[What is being asked]
Locate each line in the data below that contains the string "green", matching case exactly, and copy every such line.

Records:
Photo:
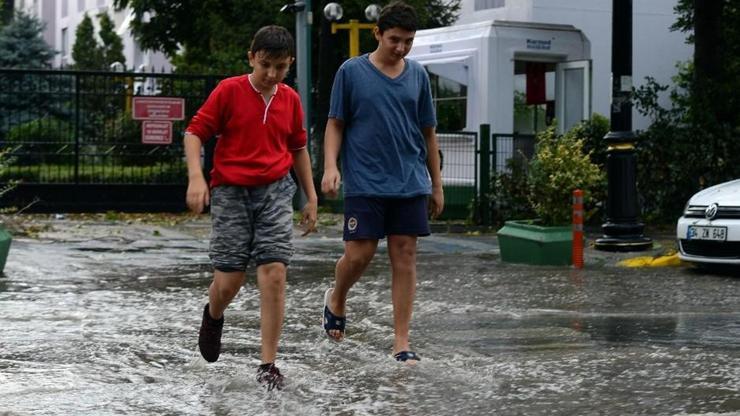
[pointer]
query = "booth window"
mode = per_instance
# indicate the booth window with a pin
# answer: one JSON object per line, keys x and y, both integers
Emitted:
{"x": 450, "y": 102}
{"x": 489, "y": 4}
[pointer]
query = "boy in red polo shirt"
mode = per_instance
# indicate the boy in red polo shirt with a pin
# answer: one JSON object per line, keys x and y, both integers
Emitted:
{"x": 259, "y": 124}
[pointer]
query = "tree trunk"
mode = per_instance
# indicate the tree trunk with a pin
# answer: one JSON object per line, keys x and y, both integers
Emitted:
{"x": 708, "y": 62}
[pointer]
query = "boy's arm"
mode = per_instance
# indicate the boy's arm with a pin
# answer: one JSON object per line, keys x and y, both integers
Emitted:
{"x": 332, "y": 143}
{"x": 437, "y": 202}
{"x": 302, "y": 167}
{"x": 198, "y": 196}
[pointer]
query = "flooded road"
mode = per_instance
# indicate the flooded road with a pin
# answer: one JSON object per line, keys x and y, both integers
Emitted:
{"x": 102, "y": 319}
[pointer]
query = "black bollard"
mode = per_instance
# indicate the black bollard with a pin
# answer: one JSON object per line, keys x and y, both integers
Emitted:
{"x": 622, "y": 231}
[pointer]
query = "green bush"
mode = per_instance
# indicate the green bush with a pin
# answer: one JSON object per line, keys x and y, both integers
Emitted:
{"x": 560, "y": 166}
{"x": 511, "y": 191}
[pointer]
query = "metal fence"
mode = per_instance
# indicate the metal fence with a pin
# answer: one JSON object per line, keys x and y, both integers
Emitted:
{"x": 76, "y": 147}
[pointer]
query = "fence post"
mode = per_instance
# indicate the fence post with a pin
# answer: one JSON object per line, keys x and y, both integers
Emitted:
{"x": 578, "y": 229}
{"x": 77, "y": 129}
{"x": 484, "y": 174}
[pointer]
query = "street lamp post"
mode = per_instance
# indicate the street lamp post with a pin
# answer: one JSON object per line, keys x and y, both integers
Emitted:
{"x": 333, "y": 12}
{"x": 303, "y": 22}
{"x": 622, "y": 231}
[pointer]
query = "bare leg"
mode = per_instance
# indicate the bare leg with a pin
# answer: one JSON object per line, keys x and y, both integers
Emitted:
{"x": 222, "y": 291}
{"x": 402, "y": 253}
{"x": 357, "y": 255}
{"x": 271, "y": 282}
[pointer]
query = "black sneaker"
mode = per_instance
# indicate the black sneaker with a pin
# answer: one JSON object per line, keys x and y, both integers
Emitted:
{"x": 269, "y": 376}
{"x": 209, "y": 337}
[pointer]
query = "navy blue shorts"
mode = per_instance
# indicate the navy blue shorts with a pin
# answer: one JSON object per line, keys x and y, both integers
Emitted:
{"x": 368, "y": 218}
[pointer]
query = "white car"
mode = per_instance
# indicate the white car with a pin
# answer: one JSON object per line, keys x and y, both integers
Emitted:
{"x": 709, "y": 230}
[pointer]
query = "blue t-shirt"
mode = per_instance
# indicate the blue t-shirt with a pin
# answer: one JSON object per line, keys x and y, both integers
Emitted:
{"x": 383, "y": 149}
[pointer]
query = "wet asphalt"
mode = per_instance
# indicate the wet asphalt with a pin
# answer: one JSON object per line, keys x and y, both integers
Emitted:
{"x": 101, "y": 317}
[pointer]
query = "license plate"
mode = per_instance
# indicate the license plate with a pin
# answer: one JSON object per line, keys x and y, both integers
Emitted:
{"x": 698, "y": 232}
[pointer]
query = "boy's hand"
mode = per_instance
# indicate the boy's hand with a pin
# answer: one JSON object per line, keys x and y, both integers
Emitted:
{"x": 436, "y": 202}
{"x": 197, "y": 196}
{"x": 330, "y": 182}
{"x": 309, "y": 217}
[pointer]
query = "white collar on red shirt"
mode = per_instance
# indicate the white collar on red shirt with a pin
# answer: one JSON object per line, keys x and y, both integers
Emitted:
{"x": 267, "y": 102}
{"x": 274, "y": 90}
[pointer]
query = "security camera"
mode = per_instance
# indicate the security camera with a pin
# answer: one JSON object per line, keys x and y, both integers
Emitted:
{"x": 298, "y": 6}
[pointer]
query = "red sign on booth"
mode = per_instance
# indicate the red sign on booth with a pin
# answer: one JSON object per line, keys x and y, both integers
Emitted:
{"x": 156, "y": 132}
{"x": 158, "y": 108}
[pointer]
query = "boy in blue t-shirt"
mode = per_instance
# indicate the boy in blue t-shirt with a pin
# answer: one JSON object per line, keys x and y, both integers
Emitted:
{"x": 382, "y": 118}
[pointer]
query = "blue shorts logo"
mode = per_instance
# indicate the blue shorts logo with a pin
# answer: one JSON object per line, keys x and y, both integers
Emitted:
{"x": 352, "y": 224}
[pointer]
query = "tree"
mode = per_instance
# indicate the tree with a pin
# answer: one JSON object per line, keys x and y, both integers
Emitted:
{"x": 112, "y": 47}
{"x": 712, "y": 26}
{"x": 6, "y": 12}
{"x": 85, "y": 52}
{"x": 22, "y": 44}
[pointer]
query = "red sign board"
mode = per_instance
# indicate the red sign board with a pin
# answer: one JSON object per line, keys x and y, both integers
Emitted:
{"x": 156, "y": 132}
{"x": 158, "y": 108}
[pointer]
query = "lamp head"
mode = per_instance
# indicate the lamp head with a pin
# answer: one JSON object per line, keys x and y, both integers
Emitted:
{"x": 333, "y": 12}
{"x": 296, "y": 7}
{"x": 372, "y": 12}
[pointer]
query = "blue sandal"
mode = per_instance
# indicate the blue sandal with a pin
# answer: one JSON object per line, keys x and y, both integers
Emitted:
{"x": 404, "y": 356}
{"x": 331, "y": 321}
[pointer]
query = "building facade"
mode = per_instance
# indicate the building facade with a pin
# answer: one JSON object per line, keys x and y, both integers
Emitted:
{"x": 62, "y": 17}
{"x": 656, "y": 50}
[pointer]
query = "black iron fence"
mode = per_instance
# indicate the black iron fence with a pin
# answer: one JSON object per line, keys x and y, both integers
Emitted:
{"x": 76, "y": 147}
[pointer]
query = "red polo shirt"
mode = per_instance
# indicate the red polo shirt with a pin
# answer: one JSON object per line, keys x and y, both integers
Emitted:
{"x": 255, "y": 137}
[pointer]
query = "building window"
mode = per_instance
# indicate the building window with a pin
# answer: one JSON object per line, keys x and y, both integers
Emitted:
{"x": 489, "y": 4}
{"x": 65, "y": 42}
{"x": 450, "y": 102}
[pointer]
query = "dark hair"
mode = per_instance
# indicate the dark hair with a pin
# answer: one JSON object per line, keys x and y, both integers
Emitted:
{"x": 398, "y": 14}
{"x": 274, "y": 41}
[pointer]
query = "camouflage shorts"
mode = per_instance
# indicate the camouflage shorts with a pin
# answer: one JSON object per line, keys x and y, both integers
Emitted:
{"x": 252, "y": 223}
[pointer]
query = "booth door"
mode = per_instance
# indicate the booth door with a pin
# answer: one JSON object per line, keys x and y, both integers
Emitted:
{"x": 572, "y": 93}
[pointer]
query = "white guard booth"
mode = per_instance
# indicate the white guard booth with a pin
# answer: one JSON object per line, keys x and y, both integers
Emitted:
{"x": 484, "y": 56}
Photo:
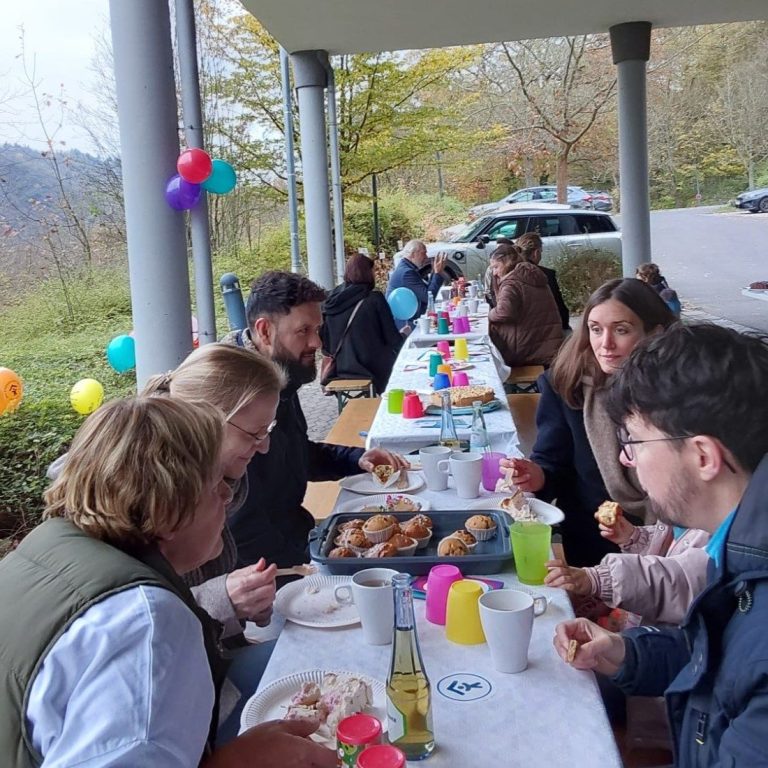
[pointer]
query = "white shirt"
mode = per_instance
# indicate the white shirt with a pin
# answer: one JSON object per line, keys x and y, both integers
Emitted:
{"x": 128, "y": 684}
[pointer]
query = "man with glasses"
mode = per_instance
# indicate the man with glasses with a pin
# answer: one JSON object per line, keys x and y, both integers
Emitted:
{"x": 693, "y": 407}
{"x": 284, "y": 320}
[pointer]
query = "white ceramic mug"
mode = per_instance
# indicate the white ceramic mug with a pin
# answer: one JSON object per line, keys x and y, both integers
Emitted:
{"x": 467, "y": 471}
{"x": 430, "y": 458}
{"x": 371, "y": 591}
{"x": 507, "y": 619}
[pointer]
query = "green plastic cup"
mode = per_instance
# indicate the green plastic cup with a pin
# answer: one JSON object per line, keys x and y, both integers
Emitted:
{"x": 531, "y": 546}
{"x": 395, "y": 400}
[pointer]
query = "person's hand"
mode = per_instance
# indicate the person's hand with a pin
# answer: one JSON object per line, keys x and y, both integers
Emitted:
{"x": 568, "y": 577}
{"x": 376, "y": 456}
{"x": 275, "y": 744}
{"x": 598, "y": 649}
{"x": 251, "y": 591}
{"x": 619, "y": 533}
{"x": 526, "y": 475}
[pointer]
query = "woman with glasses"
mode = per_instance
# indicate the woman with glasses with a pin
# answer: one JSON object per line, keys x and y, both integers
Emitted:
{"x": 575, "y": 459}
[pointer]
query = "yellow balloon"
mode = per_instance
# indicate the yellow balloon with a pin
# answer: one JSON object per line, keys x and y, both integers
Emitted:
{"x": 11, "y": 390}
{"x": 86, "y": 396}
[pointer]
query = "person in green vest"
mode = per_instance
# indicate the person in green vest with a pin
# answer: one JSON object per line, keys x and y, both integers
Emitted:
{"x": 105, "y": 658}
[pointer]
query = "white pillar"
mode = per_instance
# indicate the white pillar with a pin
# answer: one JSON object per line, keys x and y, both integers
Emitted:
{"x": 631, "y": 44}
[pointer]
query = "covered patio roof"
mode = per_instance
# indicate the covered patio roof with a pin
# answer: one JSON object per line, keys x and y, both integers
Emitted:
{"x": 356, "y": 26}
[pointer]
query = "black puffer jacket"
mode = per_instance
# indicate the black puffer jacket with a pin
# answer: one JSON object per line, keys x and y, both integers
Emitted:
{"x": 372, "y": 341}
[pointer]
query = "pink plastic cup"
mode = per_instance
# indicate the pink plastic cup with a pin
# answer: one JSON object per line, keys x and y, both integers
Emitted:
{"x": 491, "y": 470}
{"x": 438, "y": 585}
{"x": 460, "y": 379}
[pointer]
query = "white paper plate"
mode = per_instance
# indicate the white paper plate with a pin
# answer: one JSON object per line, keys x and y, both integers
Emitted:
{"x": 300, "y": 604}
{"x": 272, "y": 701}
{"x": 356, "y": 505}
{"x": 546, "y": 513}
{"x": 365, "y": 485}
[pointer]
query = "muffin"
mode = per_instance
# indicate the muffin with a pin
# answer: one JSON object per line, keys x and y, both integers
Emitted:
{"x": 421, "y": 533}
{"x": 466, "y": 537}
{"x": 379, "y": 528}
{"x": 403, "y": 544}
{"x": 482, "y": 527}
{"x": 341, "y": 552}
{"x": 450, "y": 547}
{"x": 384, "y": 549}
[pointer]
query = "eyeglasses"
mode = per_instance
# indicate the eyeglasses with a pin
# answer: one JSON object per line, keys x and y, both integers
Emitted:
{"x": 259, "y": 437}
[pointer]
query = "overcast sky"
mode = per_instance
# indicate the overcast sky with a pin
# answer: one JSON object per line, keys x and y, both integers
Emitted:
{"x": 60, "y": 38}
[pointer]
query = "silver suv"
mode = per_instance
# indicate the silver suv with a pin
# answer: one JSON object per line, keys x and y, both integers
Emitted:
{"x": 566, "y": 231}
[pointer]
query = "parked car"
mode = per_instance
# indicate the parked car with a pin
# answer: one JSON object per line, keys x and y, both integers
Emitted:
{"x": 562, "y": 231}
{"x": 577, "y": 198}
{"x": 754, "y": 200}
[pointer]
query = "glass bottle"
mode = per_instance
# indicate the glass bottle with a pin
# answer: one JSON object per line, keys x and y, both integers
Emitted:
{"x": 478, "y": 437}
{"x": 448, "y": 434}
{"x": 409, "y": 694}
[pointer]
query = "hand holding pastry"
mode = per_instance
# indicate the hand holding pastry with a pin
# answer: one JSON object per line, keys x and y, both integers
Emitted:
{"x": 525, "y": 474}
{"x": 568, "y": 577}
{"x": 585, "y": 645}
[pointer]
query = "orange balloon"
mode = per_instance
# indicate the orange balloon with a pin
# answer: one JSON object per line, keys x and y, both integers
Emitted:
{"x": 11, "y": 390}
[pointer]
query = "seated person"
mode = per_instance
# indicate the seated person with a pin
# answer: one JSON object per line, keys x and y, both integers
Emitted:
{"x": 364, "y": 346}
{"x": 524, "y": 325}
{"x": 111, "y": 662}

[Response]
query = "green bush"
# indicate the green bush with a pin
query = "green plastic cup"
# indicate the green plastic cup with a pin
query = "person in green vest"
# indicate the person in green vest with a pin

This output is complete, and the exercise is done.